--- EXTRACT TO READ Enclosed Below ---

Forgive? How is that possible?

When I first left my abusive husband, I was so relieved that I couldn’t wipe the smile off my face. I didn’t think about the “death” of my marriage, what I had lived through or anything negative at all. I wasn’t mad or even sad, I was happy. Because for the first time in at least a decade, I had hope. My depression was lifted and I was grateful.

But as the years passed and my ex-husband continued to try to control me and my children, the continued struggle of dealing with an abusive man was taxing.

I also made the mistake of continuing “the secret.” I was so glad to be out of the marriage, that it was easy to continue the ruse that my ex-husband was nothing but a caring, understanding man. I didn’t even care that some friends and family thought I was crazy to leave him. Let him have that, I thought. I have something much greater, peace and hope.

I told my immediate family and very few friends, just why I left. But that was it. And I moved on. And I believed, incorrectly, that I had forgiven my ex.

But through the years, as our broken family has navigated the river of life, I have realized two things. I am still involved with an abusive man and I still need to work on forgiveness.

Oddly, both were surprises to me. Part of me believed the game that I was somehow to blame or that our marriage “mixed” poorly and that led to the violence and betrayals. I also believed that forgiveness happens when you are not feeling pain or you no longer fear. Both assumptions are completely wrong.

It is still difficult for me to get my head around that I am not to blame for my ex-husband’s abusive actions. But I’m working hard on it. When I read about other women’s stories or hear them speak in group therapy, I see how similar our stories are and that helps me to see that an abusive man is different than all those “regular” husbands.

--- End of Enclosed EXTRACT TO READ ---

• EXERCISE REQUIREMENTS:
1. Answer these questions from the essay on forgiveness.
(a) For how long had the writer been without hope before first leaving the marriage?
(b) Whom did the writer tell the reason for leaving?
(c) What two things has the writer come to realize over the years?
2. Quote the passage of the essay on forgiveness that begins at the words "I told my immediate" and stops after the words "work on forgiveness.".

--- EXTRACTED MATERIAL Enclosed Below ---

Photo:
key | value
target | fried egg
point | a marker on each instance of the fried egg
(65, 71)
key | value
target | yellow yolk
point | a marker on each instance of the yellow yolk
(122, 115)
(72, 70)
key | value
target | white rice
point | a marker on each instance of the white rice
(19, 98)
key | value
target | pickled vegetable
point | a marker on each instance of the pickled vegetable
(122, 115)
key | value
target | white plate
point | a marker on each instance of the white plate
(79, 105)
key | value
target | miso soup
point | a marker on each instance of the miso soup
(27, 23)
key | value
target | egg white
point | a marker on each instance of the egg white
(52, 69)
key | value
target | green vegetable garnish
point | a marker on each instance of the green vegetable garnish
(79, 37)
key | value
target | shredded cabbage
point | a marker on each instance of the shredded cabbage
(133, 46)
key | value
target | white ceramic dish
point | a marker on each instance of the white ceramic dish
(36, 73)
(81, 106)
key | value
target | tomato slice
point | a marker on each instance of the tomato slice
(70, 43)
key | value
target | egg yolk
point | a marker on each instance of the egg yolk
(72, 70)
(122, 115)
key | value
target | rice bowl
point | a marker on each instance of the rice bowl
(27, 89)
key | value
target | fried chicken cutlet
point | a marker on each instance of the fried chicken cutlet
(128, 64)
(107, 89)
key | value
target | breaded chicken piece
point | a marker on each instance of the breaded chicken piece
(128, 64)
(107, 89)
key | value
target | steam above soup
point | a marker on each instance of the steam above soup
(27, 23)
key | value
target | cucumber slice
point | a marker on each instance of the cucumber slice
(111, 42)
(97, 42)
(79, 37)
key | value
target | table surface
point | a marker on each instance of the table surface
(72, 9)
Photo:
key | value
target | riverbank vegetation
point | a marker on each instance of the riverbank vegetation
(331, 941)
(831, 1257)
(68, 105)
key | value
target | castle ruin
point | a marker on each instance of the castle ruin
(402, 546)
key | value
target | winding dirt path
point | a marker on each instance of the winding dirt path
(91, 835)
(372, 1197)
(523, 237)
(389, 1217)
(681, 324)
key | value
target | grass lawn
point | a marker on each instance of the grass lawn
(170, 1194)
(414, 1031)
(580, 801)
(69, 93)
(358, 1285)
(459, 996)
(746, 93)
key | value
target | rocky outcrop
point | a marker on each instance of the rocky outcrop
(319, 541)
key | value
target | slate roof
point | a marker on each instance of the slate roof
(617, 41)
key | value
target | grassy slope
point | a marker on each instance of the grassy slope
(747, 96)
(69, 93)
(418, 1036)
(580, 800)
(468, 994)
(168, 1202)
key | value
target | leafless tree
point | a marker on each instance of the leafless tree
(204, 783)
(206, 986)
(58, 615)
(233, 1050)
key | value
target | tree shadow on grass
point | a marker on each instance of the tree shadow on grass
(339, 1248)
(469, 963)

--- End of Enclosed EXTRACTED MATERIAL ---

• ANSWERS GIVEN:
1.
(a) At least a decade.
(b) The writer's immediate family and very few friends.
(c) That the writer is still involved with an abusive man and still needs to work on forgiveness.

2.
I told my immediate family and very few friends, just why I left. But that was it. And I moved on. And I believed, incorrectly, that I had forgiven my ex.

But through the years, as our broken family has navigated the river of life, I have realized two things. I am still involved with an abusive man and I still need to work on forgiveness.